======== RECORDS SUPPLIED

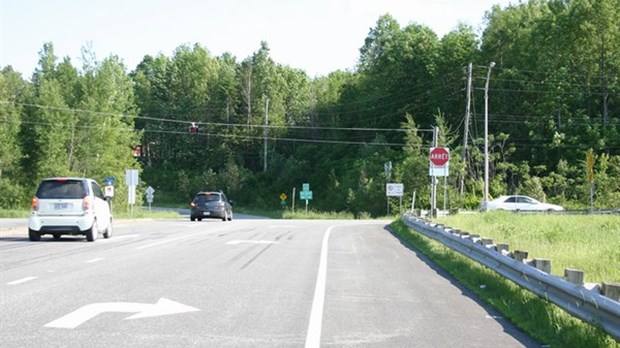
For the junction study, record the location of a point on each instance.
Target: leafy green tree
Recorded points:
(11, 86)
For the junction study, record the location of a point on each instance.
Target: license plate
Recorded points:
(61, 206)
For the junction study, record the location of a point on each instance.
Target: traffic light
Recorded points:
(193, 129)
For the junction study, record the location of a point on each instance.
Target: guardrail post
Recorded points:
(520, 255)
(502, 246)
(574, 276)
(611, 290)
(543, 265)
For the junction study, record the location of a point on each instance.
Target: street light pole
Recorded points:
(485, 198)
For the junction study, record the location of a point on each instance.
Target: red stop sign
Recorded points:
(439, 156)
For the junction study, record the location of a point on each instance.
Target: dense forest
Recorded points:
(256, 128)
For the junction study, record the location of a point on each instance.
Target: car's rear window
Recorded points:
(67, 189)
(207, 197)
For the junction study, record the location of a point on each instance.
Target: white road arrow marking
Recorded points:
(237, 242)
(142, 310)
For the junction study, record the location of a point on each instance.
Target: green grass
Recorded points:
(14, 213)
(590, 243)
(539, 318)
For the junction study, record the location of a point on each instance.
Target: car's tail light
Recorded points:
(86, 204)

================

▶ PROBLEM TO WORK ON:
All of the entries above are to be written out exactly, with no pictures.

▶ EXERCISE SOLUTION:
For the junction study, record the location of a point on each instance.
Target: leafy green tree
Recorded points:
(11, 86)
For the junction study, record the location of a point on each instance.
Target: license plate
Recorded points:
(61, 206)
For the junction study, record the location of a point on each instance.
Target: traffic light
Recorded points:
(193, 129)
For the junction study, record the location of a point on each instance.
Target: guardrail post
Recorded points:
(520, 255)
(502, 246)
(574, 276)
(611, 290)
(543, 265)
For the junction study, record the location of a point on each instance.
Target: street light pole
Recorded points:
(485, 198)
For the junction study, record the location of a point on each instance.
Target: red stop sign
Recorded points:
(439, 156)
For the junction study, record the location of a point on each instance.
Target: dense forest
Recorded points:
(256, 128)
For the junction study, record the location of a point on each instance.
Target: car's rear window
Recorded points:
(67, 189)
(207, 197)
For the junction study, record the location of a point on each instance.
Target: white road arrow marking
Recorded points:
(237, 242)
(142, 310)
For the junction study, record the location of a point on each instance.
Target: green grass
Recorded points:
(14, 213)
(590, 243)
(539, 318)
For the junction study, record the location of a point on each instance.
Target: car's tail light
Recorded points:
(86, 204)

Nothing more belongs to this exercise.